** Excerpted text **
Which contractions to use, and when to use them?

Which contractions to use, and when to use them?

Postby Peter » 14 Jun 2017, 16:24

English isn't my native language and I'm not sure how to best use contractions in my game. I have decided not to use slang because it would just make it harder for me. I try to stick with the "rules" but in this case I'm not sure what the rules are. I have considered not using any contractions at all but that seems to make dialogs a bit clumsy and not as fluent so I'm pretty sure that I want to use at least some contractions.

Which contractions should I use? I have found many lists but they all contain a different set of contractions.

Is it weird to using some contractions but not others? If I use contractions such as I'm, he's and you're would it be weird not to use he'd, you'll and we've?

How important is it to be consistent? If I use a contraction once should I make sure to use it consistently everywhere?

In which situations should contractions be avoided? I know that contractions are seldom used at the end of sentences (e.g. I'm older than you're). The two words also need to belong together (e.g. the socks that I gave you're blue). Are there more?

Is there a difference in the use of contractions between British English and American English?
Peter
 
Posts: 19
Joined: 15 Dec 2009, 18:25

Re: Which contractions to use, and when to use them?

Postby GunChleoc » 14 Jun 2017, 17:15

You can't contract if it has emphasis on it or is contrasting something (That's what's really happening in I'm older than you are). Anything else is fair game, as long as the 2 words form a phrase (= belong together).
User avatar
GunChleoc
 
Posts: 323
Joined: 20 Sep 2012, 22:45

Re: Which contractions to use, and when to use them?

Postby onpon4 » 14 Jun 2017, 18:10

The first thing I'd note is that contractions are never required. If you're unsure, "you are" is fine. At worst, it might make you look foreign, which, well, you are. No particular problem.

But in general, a contraction only works if the two words have no separation between them. That's why your second example fails. "are blue" is a clause referring to "the socks", not to "you". "You" is a part of the description of "the socks". Therefore, contracting "you" and "are" is unacceptable; it makes no sense.

As for contractions at the end of sentences, that's not really true. It's perfectly common for "aren't", "ain't" (when used), "isn't", etc at the end of a sentence. "No it isn't" is a common example. The problem with your first example is more that "you're" should only be used when "are" has relatively no emphasis. Sentences like "You're an American", where "are" is just there because it's grammatically necessary. Other forms of "to be" are the same (e.g. "I'm" and "he's"). No such problem exists for contracting out "not" in any case I'm aware of, and a lot of people (like me) literally contract out "not" every chance they get, with the exception of "ain't" (since that one is seen as crude).
User avatar
onpon4
 
Posts: 440
Joined: 13 Mar 2014, 18:38

Re: Which contractions to use, and when to use them?

** Tasks for this exercise **
(A) Echo the forum thread on contractions word for word, starting with "Which contractions should" and going on through "you'll and we've?".
(B) In the thread on contractions, which contraction does onpon4 describe as seen as crude?

** Extracted information **
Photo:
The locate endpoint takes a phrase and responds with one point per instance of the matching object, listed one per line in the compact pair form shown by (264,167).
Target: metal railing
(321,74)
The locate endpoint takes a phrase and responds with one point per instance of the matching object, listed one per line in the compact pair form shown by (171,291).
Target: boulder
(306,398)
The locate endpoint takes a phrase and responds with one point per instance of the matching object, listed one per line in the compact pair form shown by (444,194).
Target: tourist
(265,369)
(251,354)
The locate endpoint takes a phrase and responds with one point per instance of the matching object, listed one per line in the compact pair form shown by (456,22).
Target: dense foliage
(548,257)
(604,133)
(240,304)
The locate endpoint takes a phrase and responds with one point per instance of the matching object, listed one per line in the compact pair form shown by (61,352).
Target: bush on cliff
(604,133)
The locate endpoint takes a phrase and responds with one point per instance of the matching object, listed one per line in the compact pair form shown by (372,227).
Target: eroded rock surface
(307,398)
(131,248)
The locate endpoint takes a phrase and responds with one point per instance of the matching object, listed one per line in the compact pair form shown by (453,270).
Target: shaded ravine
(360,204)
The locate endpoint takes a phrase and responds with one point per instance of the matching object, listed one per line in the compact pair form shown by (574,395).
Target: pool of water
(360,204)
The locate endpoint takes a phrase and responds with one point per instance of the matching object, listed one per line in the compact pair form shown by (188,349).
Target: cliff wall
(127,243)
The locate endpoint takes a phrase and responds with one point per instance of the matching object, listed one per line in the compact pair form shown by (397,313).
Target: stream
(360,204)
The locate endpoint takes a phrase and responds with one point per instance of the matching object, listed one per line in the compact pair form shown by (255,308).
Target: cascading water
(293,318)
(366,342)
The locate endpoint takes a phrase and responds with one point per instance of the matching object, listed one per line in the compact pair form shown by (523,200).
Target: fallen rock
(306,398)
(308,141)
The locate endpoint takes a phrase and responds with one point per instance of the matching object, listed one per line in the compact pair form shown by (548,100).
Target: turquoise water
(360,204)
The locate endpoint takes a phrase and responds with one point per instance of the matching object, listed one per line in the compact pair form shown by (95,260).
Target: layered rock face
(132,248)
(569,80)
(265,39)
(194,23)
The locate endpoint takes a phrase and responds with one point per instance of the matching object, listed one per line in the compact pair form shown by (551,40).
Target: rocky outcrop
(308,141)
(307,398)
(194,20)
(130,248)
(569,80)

** Results for each task **
(A)
Which contractions should I use? I have found many lists but they all contain a different set of contractions.

Is it weird to using some contractions but not others? If I use contractions such as I'm, he's and you're would it be weird not to use he'd, you'll and we've?

(B) "Ain't."